> Data for this task:
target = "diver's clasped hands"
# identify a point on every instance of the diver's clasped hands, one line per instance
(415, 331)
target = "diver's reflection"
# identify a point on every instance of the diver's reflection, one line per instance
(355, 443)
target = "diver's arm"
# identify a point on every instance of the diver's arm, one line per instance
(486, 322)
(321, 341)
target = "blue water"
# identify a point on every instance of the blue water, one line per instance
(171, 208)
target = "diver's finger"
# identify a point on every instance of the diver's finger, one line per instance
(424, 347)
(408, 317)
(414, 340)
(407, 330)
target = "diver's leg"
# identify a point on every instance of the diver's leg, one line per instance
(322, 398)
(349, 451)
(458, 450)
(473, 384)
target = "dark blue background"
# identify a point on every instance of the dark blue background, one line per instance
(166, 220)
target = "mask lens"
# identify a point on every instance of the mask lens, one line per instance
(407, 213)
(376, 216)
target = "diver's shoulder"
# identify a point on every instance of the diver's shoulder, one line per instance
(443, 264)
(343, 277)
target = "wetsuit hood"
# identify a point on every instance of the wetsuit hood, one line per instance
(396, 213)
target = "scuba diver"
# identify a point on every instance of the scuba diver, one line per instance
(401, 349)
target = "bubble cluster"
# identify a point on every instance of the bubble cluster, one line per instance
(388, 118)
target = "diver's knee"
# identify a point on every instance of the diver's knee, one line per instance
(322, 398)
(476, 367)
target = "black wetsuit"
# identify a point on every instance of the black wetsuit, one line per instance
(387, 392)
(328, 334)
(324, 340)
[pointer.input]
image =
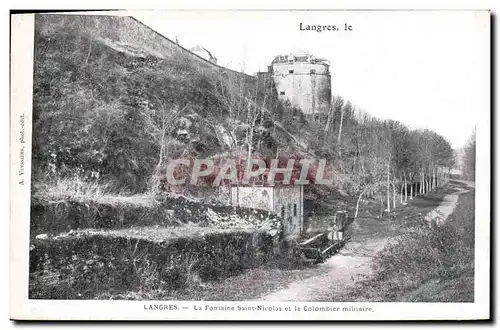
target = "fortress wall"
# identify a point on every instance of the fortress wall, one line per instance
(129, 35)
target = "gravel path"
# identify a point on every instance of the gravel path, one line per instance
(354, 262)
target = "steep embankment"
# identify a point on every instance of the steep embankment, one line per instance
(111, 95)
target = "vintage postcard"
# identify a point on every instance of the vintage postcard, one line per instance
(250, 165)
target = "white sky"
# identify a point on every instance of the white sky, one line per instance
(425, 69)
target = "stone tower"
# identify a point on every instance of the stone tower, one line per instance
(304, 80)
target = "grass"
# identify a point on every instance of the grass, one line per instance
(155, 234)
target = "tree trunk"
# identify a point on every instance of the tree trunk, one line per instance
(394, 192)
(340, 128)
(401, 188)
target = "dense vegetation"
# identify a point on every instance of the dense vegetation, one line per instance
(110, 116)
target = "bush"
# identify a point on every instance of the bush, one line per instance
(81, 266)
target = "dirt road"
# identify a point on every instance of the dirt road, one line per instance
(337, 276)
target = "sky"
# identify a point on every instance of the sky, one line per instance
(427, 69)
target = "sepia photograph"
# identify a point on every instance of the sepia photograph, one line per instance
(251, 164)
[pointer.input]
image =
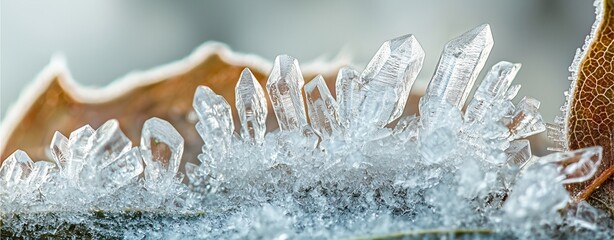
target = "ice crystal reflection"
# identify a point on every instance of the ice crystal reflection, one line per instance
(341, 174)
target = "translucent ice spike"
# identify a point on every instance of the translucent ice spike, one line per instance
(40, 173)
(459, 66)
(161, 147)
(59, 149)
(527, 120)
(493, 89)
(322, 107)
(251, 106)
(576, 166)
(347, 88)
(122, 171)
(519, 152)
(215, 124)
(108, 142)
(79, 144)
(15, 169)
(284, 86)
(388, 78)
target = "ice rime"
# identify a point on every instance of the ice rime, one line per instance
(342, 175)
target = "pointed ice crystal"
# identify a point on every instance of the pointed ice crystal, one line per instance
(388, 78)
(251, 106)
(576, 166)
(123, 170)
(59, 149)
(323, 109)
(79, 143)
(284, 86)
(215, 124)
(527, 120)
(161, 147)
(459, 66)
(15, 169)
(108, 142)
(492, 90)
(40, 173)
(347, 88)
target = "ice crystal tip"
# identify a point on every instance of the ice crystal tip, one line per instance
(284, 85)
(16, 168)
(161, 147)
(251, 106)
(388, 79)
(323, 109)
(460, 64)
(348, 86)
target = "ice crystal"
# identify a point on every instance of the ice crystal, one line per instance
(343, 174)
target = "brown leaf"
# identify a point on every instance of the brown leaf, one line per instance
(590, 119)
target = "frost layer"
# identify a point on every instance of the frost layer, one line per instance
(343, 173)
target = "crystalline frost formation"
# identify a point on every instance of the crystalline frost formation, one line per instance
(334, 168)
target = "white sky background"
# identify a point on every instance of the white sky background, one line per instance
(104, 40)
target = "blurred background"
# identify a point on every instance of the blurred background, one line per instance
(104, 40)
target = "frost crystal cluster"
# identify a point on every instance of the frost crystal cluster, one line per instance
(342, 165)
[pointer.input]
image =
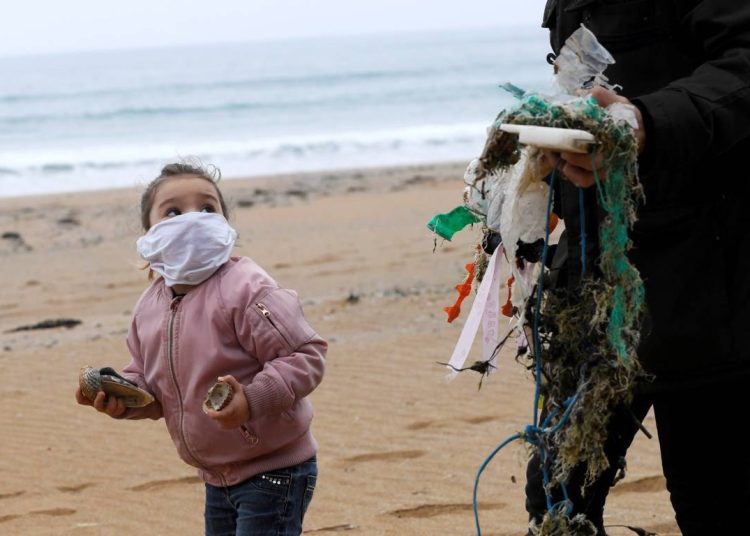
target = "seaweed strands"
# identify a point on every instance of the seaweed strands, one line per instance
(578, 361)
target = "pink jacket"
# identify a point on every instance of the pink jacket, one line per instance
(238, 322)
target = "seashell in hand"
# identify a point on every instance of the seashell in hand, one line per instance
(106, 379)
(219, 396)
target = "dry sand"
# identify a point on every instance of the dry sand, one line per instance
(399, 447)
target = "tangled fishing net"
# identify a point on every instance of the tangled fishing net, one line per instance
(580, 341)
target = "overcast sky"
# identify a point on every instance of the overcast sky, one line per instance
(38, 26)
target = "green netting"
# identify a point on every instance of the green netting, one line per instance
(448, 224)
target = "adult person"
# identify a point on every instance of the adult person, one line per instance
(685, 65)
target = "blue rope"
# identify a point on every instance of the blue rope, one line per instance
(479, 473)
(582, 218)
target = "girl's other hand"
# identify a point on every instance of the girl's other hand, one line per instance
(112, 406)
(237, 411)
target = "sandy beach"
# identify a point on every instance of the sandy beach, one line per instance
(399, 446)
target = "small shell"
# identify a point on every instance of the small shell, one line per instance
(106, 379)
(219, 396)
(90, 381)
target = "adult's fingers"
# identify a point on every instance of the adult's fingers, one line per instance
(583, 178)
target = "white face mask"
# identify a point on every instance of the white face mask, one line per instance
(188, 249)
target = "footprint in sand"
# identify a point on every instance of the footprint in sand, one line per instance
(386, 456)
(51, 512)
(333, 528)
(646, 484)
(443, 423)
(432, 510)
(75, 488)
(159, 484)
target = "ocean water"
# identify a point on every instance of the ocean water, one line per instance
(96, 120)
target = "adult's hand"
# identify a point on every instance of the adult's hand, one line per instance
(579, 168)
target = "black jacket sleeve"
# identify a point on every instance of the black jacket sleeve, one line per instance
(706, 114)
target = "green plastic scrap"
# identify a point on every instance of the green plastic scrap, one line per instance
(446, 225)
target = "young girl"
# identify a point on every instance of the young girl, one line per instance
(212, 316)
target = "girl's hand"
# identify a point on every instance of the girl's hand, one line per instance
(578, 168)
(237, 411)
(112, 406)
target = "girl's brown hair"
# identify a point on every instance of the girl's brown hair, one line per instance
(209, 173)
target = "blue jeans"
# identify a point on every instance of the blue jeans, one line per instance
(268, 504)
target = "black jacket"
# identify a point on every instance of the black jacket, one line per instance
(686, 65)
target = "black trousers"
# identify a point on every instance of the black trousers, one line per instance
(704, 459)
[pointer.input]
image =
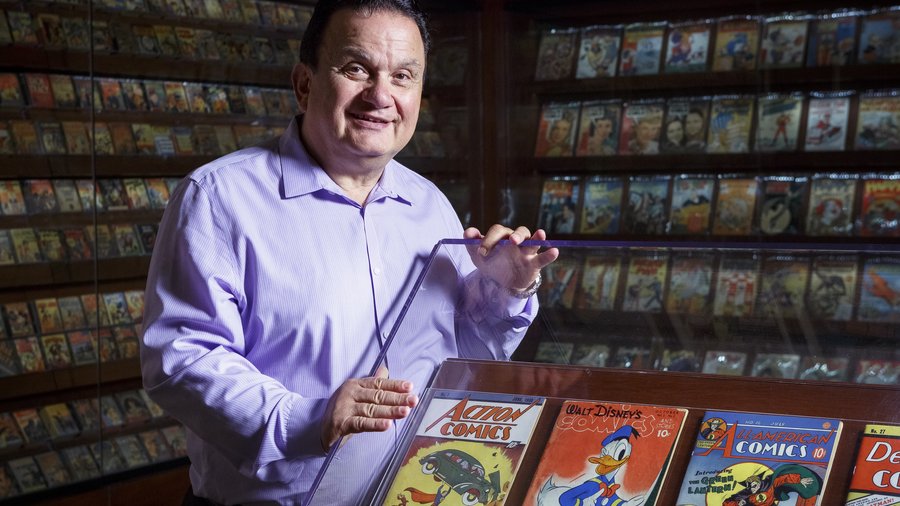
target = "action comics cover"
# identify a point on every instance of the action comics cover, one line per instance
(782, 205)
(645, 207)
(832, 288)
(556, 54)
(743, 457)
(778, 119)
(784, 41)
(602, 205)
(832, 39)
(880, 291)
(598, 54)
(878, 121)
(687, 47)
(691, 207)
(736, 286)
(556, 129)
(641, 49)
(599, 282)
(598, 130)
(463, 447)
(876, 464)
(832, 198)
(737, 43)
(603, 452)
(730, 118)
(735, 206)
(690, 284)
(826, 121)
(645, 283)
(878, 213)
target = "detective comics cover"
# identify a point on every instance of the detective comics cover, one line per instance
(756, 458)
(601, 453)
(464, 448)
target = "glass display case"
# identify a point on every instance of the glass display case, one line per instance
(746, 338)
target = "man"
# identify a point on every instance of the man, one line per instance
(280, 270)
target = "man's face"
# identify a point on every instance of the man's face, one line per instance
(363, 100)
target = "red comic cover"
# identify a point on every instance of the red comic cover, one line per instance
(603, 452)
(462, 446)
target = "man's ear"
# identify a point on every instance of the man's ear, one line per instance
(300, 79)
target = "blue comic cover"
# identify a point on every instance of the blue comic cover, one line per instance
(757, 458)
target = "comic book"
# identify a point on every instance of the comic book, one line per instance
(782, 204)
(832, 39)
(784, 41)
(439, 461)
(737, 43)
(832, 198)
(606, 451)
(560, 281)
(879, 37)
(879, 205)
(602, 205)
(599, 282)
(598, 131)
(823, 368)
(645, 209)
(736, 286)
(741, 455)
(832, 288)
(690, 284)
(641, 48)
(687, 46)
(778, 119)
(641, 127)
(826, 121)
(556, 54)
(645, 283)
(598, 54)
(875, 464)
(879, 291)
(691, 207)
(685, 126)
(878, 121)
(560, 198)
(556, 129)
(12, 201)
(729, 124)
(735, 206)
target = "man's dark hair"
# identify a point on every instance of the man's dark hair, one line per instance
(325, 9)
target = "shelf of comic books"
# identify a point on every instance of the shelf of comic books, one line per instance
(538, 434)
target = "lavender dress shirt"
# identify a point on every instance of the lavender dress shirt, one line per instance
(268, 288)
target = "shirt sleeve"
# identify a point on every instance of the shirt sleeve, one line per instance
(193, 343)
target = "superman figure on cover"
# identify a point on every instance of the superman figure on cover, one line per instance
(602, 489)
(777, 487)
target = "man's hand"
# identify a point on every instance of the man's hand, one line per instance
(511, 266)
(366, 405)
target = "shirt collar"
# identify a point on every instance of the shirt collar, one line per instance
(301, 174)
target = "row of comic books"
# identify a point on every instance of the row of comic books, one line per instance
(601, 452)
(24, 137)
(728, 205)
(717, 361)
(731, 43)
(43, 196)
(57, 32)
(774, 285)
(721, 124)
(109, 94)
(76, 244)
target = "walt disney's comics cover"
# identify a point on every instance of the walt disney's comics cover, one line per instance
(606, 453)
(757, 458)
(463, 448)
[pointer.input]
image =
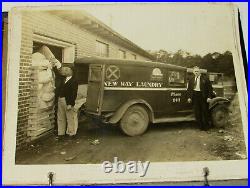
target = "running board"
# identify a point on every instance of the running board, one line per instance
(174, 119)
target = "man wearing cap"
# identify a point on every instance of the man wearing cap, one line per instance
(200, 92)
(66, 114)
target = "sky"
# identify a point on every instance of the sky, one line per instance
(195, 28)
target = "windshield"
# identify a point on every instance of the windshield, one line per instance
(216, 78)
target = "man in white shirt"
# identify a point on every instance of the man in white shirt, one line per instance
(67, 120)
(200, 92)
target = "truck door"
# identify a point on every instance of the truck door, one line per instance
(177, 93)
(95, 88)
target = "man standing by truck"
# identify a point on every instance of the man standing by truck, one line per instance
(200, 92)
(67, 119)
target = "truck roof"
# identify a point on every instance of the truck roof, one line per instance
(97, 60)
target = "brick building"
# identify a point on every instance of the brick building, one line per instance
(69, 35)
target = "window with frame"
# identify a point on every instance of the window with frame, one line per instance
(176, 78)
(102, 49)
(122, 54)
(134, 56)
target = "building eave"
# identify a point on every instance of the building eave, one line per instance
(88, 22)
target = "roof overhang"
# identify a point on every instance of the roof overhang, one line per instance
(87, 22)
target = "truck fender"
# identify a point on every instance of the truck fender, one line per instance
(122, 109)
(218, 100)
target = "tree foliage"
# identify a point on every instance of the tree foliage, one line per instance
(213, 62)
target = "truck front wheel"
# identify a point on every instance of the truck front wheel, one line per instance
(220, 116)
(135, 121)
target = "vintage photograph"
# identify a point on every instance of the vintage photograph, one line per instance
(128, 82)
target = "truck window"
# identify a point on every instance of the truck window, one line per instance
(176, 78)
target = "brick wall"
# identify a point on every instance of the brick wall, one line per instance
(46, 24)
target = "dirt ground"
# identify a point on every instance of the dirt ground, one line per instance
(161, 143)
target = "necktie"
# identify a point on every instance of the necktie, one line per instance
(195, 82)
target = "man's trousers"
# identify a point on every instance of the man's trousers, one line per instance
(67, 120)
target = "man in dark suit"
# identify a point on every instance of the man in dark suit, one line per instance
(67, 120)
(200, 92)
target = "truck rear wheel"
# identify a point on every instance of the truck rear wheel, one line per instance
(135, 121)
(220, 116)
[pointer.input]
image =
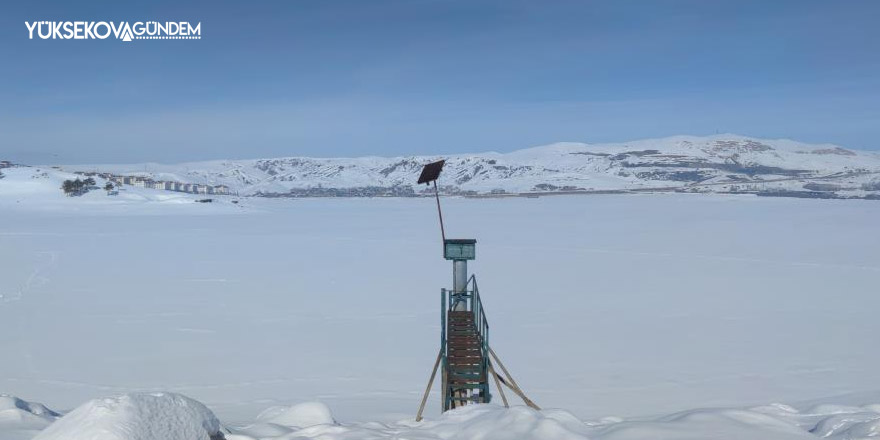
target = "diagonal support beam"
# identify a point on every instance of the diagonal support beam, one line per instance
(498, 385)
(512, 383)
(428, 388)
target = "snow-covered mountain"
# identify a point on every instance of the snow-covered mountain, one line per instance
(721, 163)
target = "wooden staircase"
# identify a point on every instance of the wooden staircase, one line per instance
(467, 378)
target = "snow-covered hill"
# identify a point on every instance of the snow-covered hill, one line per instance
(721, 163)
(169, 416)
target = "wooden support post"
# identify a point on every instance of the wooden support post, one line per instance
(428, 388)
(512, 385)
(498, 385)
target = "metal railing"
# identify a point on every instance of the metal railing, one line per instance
(473, 302)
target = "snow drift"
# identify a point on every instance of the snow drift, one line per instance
(139, 416)
(166, 416)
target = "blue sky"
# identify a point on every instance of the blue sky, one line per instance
(351, 78)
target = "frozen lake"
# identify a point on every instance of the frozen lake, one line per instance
(602, 305)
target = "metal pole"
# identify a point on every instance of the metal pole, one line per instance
(439, 212)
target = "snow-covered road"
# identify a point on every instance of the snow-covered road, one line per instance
(601, 305)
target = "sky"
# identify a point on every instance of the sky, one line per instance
(393, 77)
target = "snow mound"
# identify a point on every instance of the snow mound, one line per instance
(137, 416)
(22, 420)
(302, 415)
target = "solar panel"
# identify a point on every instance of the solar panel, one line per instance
(431, 172)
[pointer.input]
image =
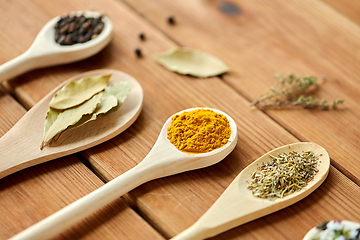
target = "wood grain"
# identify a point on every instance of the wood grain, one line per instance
(349, 8)
(264, 39)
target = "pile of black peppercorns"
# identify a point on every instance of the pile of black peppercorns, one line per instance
(70, 30)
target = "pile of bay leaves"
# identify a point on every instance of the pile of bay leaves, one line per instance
(82, 101)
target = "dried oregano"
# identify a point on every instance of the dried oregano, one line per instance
(284, 174)
(291, 91)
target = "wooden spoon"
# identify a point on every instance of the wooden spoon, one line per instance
(164, 159)
(45, 52)
(237, 205)
(20, 146)
(315, 232)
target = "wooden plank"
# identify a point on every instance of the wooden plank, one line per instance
(35, 193)
(349, 8)
(264, 38)
(172, 204)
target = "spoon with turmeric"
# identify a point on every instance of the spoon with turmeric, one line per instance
(238, 205)
(214, 140)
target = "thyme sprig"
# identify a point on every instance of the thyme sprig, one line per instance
(290, 91)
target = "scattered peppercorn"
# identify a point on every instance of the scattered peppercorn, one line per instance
(142, 36)
(171, 20)
(71, 29)
(138, 52)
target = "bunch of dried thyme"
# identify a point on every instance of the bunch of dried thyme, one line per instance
(291, 91)
(284, 174)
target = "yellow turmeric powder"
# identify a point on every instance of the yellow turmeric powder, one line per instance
(199, 131)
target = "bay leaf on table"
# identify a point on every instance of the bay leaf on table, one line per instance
(193, 62)
(71, 116)
(77, 92)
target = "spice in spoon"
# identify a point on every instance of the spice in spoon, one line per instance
(199, 131)
(284, 174)
(72, 29)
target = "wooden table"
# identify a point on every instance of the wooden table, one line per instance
(256, 39)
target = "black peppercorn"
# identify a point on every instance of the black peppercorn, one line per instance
(74, 29)
(138, 52)
(171, 20)
(142, 36)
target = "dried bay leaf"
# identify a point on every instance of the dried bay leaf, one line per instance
(71, 116)
(50, 118)
(108, 102)
(120, 90)
(77, 92)
(192, 62)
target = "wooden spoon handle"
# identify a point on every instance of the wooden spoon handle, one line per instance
(86, 205)
(17, 66)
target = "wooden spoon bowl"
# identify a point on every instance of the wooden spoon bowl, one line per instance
(237, 205)
(20, 147)
(45, 52)
(164, 159)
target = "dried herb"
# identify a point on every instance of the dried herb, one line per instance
(142, 36)
(102, 102)
(171, 20)
(77, 92)
(291, 91)
(71, 116)
(193, 62)
(138, 52)
(283, 175)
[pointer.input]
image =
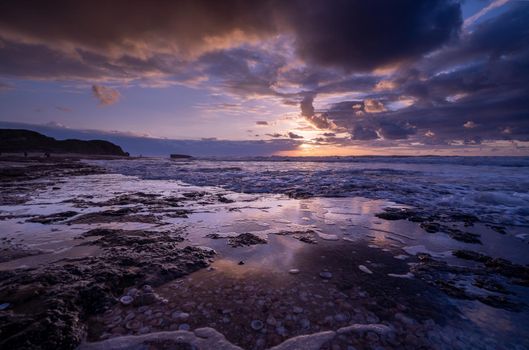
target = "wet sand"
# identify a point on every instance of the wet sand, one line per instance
(134, 257)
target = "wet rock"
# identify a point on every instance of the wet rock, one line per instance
(271, 320)
(53, 218)
(178, 315)
(306, 342)
(126, 300)
(397, 214)
(326, 275)
(377, 328)
(112, 216)
(245, 239)
(297, 309)
(305, 239)
(431, 227)
(184, 327)
(200, 339)
(64, 294)
(363, 268)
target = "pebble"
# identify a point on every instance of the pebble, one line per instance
(340, 317)
(144, 330)
(297, 309)
(281, 330)
(326, 275)
(304, 323)
(133, 325)
(178, 315)
(257, 325)
(271, 320)
(184, 327)
(126, 300)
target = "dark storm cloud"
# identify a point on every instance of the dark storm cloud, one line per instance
(106, 96)
(137, 145)
(481, 81)
(252, 49)
(345, 34)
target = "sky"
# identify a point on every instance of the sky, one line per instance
(271, 77)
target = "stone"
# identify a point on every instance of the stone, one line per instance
(363, 268)
(257, 325)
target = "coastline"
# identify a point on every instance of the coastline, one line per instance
(92, 236)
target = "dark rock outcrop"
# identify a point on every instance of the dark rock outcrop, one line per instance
(19, 140)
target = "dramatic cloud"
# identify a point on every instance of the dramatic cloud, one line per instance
(294, 136)
(369, 34)
(63, 109)
(388, 73)
(137, 144)
(105, 95)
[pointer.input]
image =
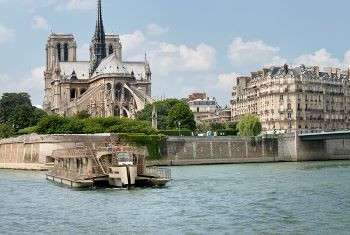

> Your objective:
From the line that holds "# identify a point on every instance of the dried bay" down to the last line of the material above, every line is to be copied exactly, both ends included; pictures are to be omitted.

> Task output:
# identify a point on every instance of the dried bay leaf, one line per instance
(71, 116)
(50, 118)
(108, 102)
(120, 90)
(77, 92)
(192, 62)
target = "wooden spoon handle"
# identify a point on every instance of the wooden spoon handle, one line per instance
(86, 205)
(17, 66)
target = "wooden spoon bowl"
# identify a point on every instance of the wooden spoon bowl, one line per instance
(237, 205)
(20, 147)
(45, 52)
(164, 159)
target = "dried herb"
# identify a point on every instance of the dried herb, one line per instance
(142, 36)
(102, 102)
(171, 20)
(77, 92)
(291, 91)
(71, 116)
(193, 62)
(138, 52)
(283, 175)
[pointer.input]
image =
target = "wet sand"
# identify a point on every instance of the wet sand, one line per instance
(134, 257)
target = "wet rock"
# identify a point on every instance of the wet rock, one line per instance
(271, 320)
(53, 218)
(178, 315)
(306, 342)
(126, 300)
(397, 214)
(326, 275)
(377, 328)
(112, 216)
(245, 239)
(297, 309)
(305, 239)
(431, 227)
(184, 327)
(200, 339)
(64, 294)
(363, 268)
target = "pebble"
# identify a point on every instance of the pebble, one line per instance
(340, 317)
(144, 330)
(297, 309)
(281, 330)
(326, 275)
(304, 323)
(133, 325)
(178, 315)
(257, 325)
(271, 320)
(184, 327)
(126, 300)
target = "dark storm cloud"
# identify a point on every instance of the dark storm cloud, one line per instance
(106, 96)
(137, 145)
(481, 81)
(252, 49)
(345, 34)
target = "sky"
# identify a point on every instance of the sky, one line per instance
(271, 77)
target = "stone"
# identify a point on every instance of the stone, one line per instance
(363, 268)
(257, 325)
target = "coastline"
# identify a point on every instance of the coastline, one line per instance
(92, 236)
target = "dark rock outcrop"
# identify a point on every instance of the dark rock outcrop, one line per instance
(19, 140)
target = "dramatic cloud"
# identify a point on every instance of the dramatic cloud, one line per instance
(294, 136)
(369, 34)
(63, 109)
(388, 73)
(137, 144)
(105, 95)
[pointer.input]
image =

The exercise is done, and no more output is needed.